Your goal: Print out the complete set of records below, exactly as they read.

Recorded data:
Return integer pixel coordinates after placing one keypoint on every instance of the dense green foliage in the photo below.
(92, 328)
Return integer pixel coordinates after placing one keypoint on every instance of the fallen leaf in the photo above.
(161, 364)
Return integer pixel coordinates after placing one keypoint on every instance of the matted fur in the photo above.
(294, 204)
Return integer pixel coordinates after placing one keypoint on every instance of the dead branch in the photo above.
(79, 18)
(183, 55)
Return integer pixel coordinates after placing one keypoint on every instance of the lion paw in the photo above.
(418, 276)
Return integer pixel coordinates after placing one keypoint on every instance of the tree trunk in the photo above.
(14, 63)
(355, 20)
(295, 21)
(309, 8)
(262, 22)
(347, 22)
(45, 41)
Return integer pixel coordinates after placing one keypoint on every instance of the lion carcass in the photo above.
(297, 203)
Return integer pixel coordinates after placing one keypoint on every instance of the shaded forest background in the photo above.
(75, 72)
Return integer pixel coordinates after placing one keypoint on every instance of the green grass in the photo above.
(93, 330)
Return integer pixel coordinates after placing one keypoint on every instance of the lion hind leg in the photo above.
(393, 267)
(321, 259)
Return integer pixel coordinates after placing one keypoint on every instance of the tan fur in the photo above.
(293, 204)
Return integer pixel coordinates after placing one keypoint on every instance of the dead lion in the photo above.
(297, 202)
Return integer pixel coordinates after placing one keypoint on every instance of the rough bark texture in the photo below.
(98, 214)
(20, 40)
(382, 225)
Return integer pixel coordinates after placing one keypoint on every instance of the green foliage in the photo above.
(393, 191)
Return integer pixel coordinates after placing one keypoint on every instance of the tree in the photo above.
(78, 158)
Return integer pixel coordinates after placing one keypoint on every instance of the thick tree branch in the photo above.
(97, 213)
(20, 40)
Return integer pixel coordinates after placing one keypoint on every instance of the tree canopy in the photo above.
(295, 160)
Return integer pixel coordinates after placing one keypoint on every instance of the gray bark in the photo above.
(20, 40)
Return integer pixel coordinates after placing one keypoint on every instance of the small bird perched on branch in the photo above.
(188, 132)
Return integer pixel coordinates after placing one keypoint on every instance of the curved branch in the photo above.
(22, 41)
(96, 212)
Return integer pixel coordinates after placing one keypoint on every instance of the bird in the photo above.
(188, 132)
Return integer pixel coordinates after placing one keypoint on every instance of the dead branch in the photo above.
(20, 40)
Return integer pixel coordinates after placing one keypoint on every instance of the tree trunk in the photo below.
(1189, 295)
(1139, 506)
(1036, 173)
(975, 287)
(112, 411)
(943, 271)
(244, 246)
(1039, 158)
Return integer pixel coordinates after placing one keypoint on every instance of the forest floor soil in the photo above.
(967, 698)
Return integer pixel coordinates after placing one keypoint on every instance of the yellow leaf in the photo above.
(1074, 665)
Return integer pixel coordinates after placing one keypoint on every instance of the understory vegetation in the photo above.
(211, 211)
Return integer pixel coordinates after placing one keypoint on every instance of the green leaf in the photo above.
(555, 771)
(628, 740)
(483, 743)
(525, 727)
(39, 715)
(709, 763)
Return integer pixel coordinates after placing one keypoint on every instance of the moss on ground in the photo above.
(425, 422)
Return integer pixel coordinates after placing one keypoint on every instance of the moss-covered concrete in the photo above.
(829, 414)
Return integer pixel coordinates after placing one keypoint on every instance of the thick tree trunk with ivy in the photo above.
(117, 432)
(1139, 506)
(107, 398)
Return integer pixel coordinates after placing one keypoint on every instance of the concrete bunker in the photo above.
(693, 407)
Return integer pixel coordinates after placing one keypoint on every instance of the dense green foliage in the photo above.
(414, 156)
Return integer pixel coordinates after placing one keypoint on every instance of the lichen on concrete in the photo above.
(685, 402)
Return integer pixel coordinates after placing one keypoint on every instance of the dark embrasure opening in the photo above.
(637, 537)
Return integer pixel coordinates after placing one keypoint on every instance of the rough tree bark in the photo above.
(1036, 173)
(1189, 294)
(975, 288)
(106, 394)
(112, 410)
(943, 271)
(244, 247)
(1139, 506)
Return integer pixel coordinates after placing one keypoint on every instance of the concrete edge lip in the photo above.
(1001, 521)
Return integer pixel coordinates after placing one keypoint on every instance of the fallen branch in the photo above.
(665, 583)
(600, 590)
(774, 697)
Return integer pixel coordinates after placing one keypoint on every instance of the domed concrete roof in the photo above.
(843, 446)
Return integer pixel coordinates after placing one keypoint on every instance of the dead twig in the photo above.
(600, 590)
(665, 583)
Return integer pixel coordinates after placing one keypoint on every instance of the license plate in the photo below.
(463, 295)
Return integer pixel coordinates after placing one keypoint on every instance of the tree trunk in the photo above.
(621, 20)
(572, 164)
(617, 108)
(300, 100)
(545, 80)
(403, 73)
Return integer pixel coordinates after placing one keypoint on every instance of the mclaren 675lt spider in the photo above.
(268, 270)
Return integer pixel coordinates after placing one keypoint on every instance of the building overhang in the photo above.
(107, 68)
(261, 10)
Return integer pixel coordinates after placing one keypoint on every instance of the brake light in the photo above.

Output of the task:
Return integer pixel coordinates after placing one keypoint on every instance of the dense green foliage in the photo below.
(92, 328)
Return integer pixel coordinates after placing one keypoint on every instance of the fallen leaf in the photo above.
(161, 364)
Return integer pixel coordinates after placing one keypoint on every instance of the matted fur in the photo above.
(294, 204)
Return integer pixel coordinates after placing one keypoint on every instance of the dead branch in the photo above.
(79, 18)
(183, 55)
Return integer pixel coordinates after placing one keypoint on every instance of the lion paw in the photo above.
(418, 276)
Return integer pixel coordinates after placing one keypoint on every instance of the tree trunk in the photo above.
(14, 63)
(355, 20)
(295, 21)
(309, 8)
(262, 22)
(347, 22)
(45, 41)
Return integer pixel coordinates after placing one keypoint on every instance of the lion carcass in the photo above.
(297, 203)
Return integer pixel coordinates after placing one keypoint on every instance of the shaded forest background in the photo above.
(75, 72)
Return integer pixel coordinates after placing one keypoint on every instance of the green grass in the photo above.
(93, 330)
Return integer pixel coordinates after placing one keypoint on every instance of the lion hind leg in the photo above.
(393, 267)
(321, 259)
Return integer pixel coordinates after placing one keypoint on every instance of the tan fur in the photo above.
(293, 204)
Return integer pixel coordinates after placing one keypoint on every instance of the dead lion in the photo above.
(297, 202)
Return integer pixel coordinates after placing one keypoint on every instance of the rough bark texture in the photo below.
(98, 214)
(20, 40)
(382, 225)
Return integer pixel coordinates after placing one keypoint on every instance of the green foliage in the photo above.
(393, 191)
Return integer pixel coordinates after placing one keypoint on every instance of the tree in the photo above.
(78, 158)
Return integer pixel coordinates after placing one keypoint on every instance of the thick tree branch in the photo above.
(97, 213)
(20, 40)
Return integer pixel coordinates after placing one keypoint on every instance of the tree canopy in the photo above.
(295, 160)
Return integer pixel coordinates after placing one keypoint on every instance of the gray bark in the photo above.
(20, 40)
Return integer pixel coordinates after placing one keypoint on every instance of the small bird perched on branch in the photo above.
(188, 132)
Return integer pixel coordinates after placing one keypoint on every instance of the curved branch in the photo above.
(22, 41)
(96, 212)
Return integer pixel coordinates after placing one keypoint on every instance of the bird in the photo above.
(188, 132)
Return integer pixel coordinates after placing one keypoint on every instance of the dead branch in the photo above.
(20, 40)
Return integer pixel coordinates after placing one keypoint on every instance of the tree trunk in the photo below.
(1189, 295)
(1139, 506)
(1036, 173)
(975, 287)
(112, 411)
(943, 271)
(244, 246)
(1039, 158)
Return integer pixel coordinates after placing one keypoint on every instance of the forest floor soil in the photo above.
(967, 698)
Return integer pixel coordinates after placing one keypoint on every instance of the yellow leaf in the photo above.
(1074, 665)
Return integer pixel coordinates after placing one keypoint on every instance of the understory vegetation in the photo above.
(211, 211)
Return integer pixel coordinates after placing one keypoint on every instance of the green leaf in the photo above.
(555, 771)
(628, 740)
(483, 743)
(525, 727)
(39, 715)
(709, 763)
Return integer pixel coordinates after placing one keypoint on every instance of the moss on ground in the photo above.
(425, 422)
Return integer pixel coordinates after placing one keypoint on every instance of the moss-covered concrete in the photo above.
(829, 414)
Return integer pixel coordinates after placing one keypoint on every instance of the thick tree trunk with ivy in the photo above.
(117, 432)
(1139, 506)
(107, 398)
Return integer pixel coordinates after placing one keypoint on every instance of the concrete bunker in the photo above.
(693, 407)
Return integer pixel coordinates after placing one keypoint on every instance of the dense green foliage in the photo above.
(414, 156)
Return integer pixel coordinates after placing one keypoint on every instance of the lichen on concrete in the photo above.
(685, 402)
Return integer pixel coordinates after placing one keypoint on every instance of the dark embrasure opening in the photo above.
(637, 537)
Return integer pixel coordinates after placing one keypoint on every instance of the rough tree bark in the photo above.
(1036, 173)
(1189, 294)
(975, 288)
(106, 394)
(112, 410)
(943, 271)
(244, 247)
(1139, 506)
Return integer pixel coordinates after placing one keypoint on every instance of the concrete edge lip in the photo above.
(1001, 521)
Return integer pixel coordinates after placing one keypoint on every instance of the fallen branch in the photo above.
(665, 583)
(600, 590)
(774, 697)
Return integer pixel coordinates after placing one keypoint on every instance of the domed concrete roof in the photo above.
(843, 446)
Return integer pixel coordinates after placing one keypoint on every instance of the dead twig in the photo above.
(600, 590)
(665, 583)
Return integer pixel coordinates after placing one keypoint on every instance of the license plate in the photo below.
(463, 295)
Return integer pixel coordinates after placing one keypoint on every instance of the tree trunk in the photo above.
(621, 20)
(572, 164)
(617, 108)
(300, 100)
(545, 80)
(403, 73)
Return integer pixel coordinates after placing one keypoint on every instance of the mclaren 675lt spider in the photo above.
(268, 270)
Return integer pixel coordinates after placing one keypoint on every instance of the building overhang in the photo above.
(107, 68)
(261, 10)
Return integer pixel coordinates after placing one keypoint on every instance of the brake light in the photo above.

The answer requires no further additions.